** Extracted text follows **
The Beginnings of Child Guidance Work 

The Notre Dame Child Guidance Clinic was founded in Glasgow in 1931. The question of opening a child guidance clinic in connection with Notre Dame Training College, Glasgow was first raised in the summer of 1930. Dr Rush, lecturer in education at Jordonhill Training College for Teachers went to see Sister Marie Hilda (Hilda Gertrude Marley) and Sister Aimée, the principal of Notre Dame Training College, to discuss the possibility of founding a child guidance clinic. Sr Marie Hilda made preliminary visits to the Islington Clinic, London where she investigated the methods, techniques and essential requirements and to the recently established London Child Guidance Clinic at Canonbury Place. There, Dr William Moodie and Dr Lucy Fildes gave her the facilities to observe and fully investigate the clinical procedure. 
Sr Marie Hilda had a very great natural psychological insight and having been given the impetus by Dr Rusk set about making herself an expert. Since the late 1920s she had been seeing and testing children and advising their parents as part of her psychology work in college. In subsequent years she did summer courses and laboratory work at London University as well as following courses as Louvain and she was in touch with everyone in the child guidance field. 
 
In April 1931 Sr Marie Hilda helped Lady Margaret Kerr establish a Catholic child guidance clinic at Edinburgh, not only by giving advice but also by giving her own services as psychologist on Saturday mornings. She then applied to the trustees of the Commonwealth Fund for assistance with her own project. Her application was favourably received. It was also necessary to secure permission from lay and ecclesiastical authorities. The Archbishop of Glasgow gave his sanction and the director of education circulated pamphlets explaining the child guidance movement and arranged to notify head teachers of the weekly clinic attendances of children from their schools. The National Committee for the Training of Teachers recognised the work as a practical application of the psychology course followed by the students and, at a later date, voted a grant of 100 guineas towards clinic expenses. 
 
The opening of the clinic in September 1931 was made possible by the generosity of the London Child Guidance Council and the superior of the Dowanhill community. The London Child Guidance Council loaned a fully-trained psychiatric social worker, Cecily Hay-Shaw and the Dowanhill community provided the premises for the clinic and was responsible for all the equipment and its maintenance.
** End of Extracted text **
* [What you will do]
A. According to the history of the Notre Dame Child Guidance Clinic, what grant did the National Committee for the Training of Teachers vote toward clinic expenses?
B. Pick up the history of the Notre Dame Child Guidance Clinic after its last sentence and carry it on.
** Information given follows **
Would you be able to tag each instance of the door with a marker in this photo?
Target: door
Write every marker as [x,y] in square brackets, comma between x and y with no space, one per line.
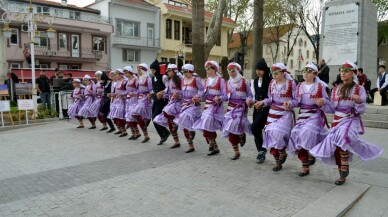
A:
[150,36]
[74,45]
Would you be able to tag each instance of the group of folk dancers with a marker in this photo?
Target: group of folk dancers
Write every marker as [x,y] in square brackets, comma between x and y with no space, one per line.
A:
[131,98]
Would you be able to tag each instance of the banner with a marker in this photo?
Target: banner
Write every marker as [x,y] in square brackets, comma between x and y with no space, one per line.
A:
[25,104]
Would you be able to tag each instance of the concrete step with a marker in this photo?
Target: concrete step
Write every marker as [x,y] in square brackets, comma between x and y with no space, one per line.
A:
[335,202]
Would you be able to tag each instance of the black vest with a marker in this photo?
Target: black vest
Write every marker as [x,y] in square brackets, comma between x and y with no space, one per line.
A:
[158,85]
[260,92]
[382,80]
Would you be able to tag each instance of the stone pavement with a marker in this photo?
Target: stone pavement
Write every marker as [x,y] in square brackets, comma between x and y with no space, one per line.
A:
[56,170]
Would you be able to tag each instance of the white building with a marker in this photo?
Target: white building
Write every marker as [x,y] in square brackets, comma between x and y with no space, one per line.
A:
[136,36]
[275,38]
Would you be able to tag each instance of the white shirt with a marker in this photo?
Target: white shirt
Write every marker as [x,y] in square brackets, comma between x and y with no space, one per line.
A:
[385,82]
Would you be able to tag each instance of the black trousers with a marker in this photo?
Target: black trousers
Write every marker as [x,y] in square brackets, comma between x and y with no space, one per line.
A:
[383,93]
[157,108]
[258,124]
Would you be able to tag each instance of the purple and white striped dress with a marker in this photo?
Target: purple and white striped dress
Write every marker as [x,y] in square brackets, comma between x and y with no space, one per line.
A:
[236,119]
[89,94]
[212,117]
[310,126]
[190,111]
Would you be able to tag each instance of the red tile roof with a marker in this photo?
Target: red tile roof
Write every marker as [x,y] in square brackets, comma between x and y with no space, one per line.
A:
[58,5]
[139,3]
[188,11]
[270,35]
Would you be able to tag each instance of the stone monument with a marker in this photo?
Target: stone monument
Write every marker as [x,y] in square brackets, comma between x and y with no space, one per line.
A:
[349,32]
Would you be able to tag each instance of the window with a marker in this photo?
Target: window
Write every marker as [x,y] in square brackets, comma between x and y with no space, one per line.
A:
[131,55]
[14,65]
[42,39]
[168,28]
[62,67]
[58,12]
[43,10]
[218,42]
[98,44]
[14,40]
[42,66]
[177,30]
[128,28]
[62,40]
[76,15]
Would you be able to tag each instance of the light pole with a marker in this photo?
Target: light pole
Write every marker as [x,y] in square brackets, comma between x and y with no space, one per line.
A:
[32,20]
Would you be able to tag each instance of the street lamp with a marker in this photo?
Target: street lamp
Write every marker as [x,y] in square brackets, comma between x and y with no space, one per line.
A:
[34,35]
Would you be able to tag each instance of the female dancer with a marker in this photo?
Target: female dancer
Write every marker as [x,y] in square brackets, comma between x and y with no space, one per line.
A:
[343,140]
[310,129]
[173,93]
[281,98]
[89,94]
[94,108]
[236,122]
[213,115]
[117,111]
[260,86]
[78,102]
[192,87]
[142,111]
[131,100]
[106,83]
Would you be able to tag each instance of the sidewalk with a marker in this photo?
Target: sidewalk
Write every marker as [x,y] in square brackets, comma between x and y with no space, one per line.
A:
** End of Information given **
* [List of answers]
A. A grant of 100 guineas.

B.
In 1941, ten years after the clinic opened Sr Marie Hilda retired from the college staff where she had continued to lecture every morning before working in the clinic each afternoon. She was then able to devote her time to the clinic. Her clinic work was supplemented by a lecture-programme through which she sought others to follow her lead. Lecture tours took her to Scotland, England, Ireland, Germany, France, Holland and Belgium. 
 
In 1942 she received notice of her election as Fellow of the British Psychological Society. In 1943 she became vice-president of the Guild of Catholic Social Workers in Scotland. In 1944 she was voted vice-president of the Scottish branch of the British Psychological Society. In 1947 she was presented with the Cross 
Pro Ecclesia et Pontifice by the Archbishop of Glasgow. 
 
In 1945 the clinic moved to larger premises at Athole Gardens. 
Sister Mary Hilda 
welcoming a boy to the Clinic 
Psychiatrists, psychologists, social workers and play therapists in the 1940s 
Thanks to these beginnings the Notre Dame Centre, Glasgow has been open for over 80 years working with children, young people and families. www.notredamecentre.org.uk 
 
The above information was extracted from “Freedom to Grow – Sister Marie Hilda’s Vision of Child Guidance” by Sr Jude McAleer SND, Glasgow 1981 
 
In 1942 Sr Marie Hilda helped to found a second Notre Dame Child Guidance Clinic in Liverpool which opened in 1943. This clinic became part of the Archdiocese of Liverpool’s Liverpool Catholic Children’s Society in the early 1960s and closed in 1976. 
 
The Sisters were asked to open a child guidance clinic in the Westminster Archdiocese. The Notre Dame Child Guidance Clinic opened in Ladbroke Grove in 1966. it eventually closed in 1988.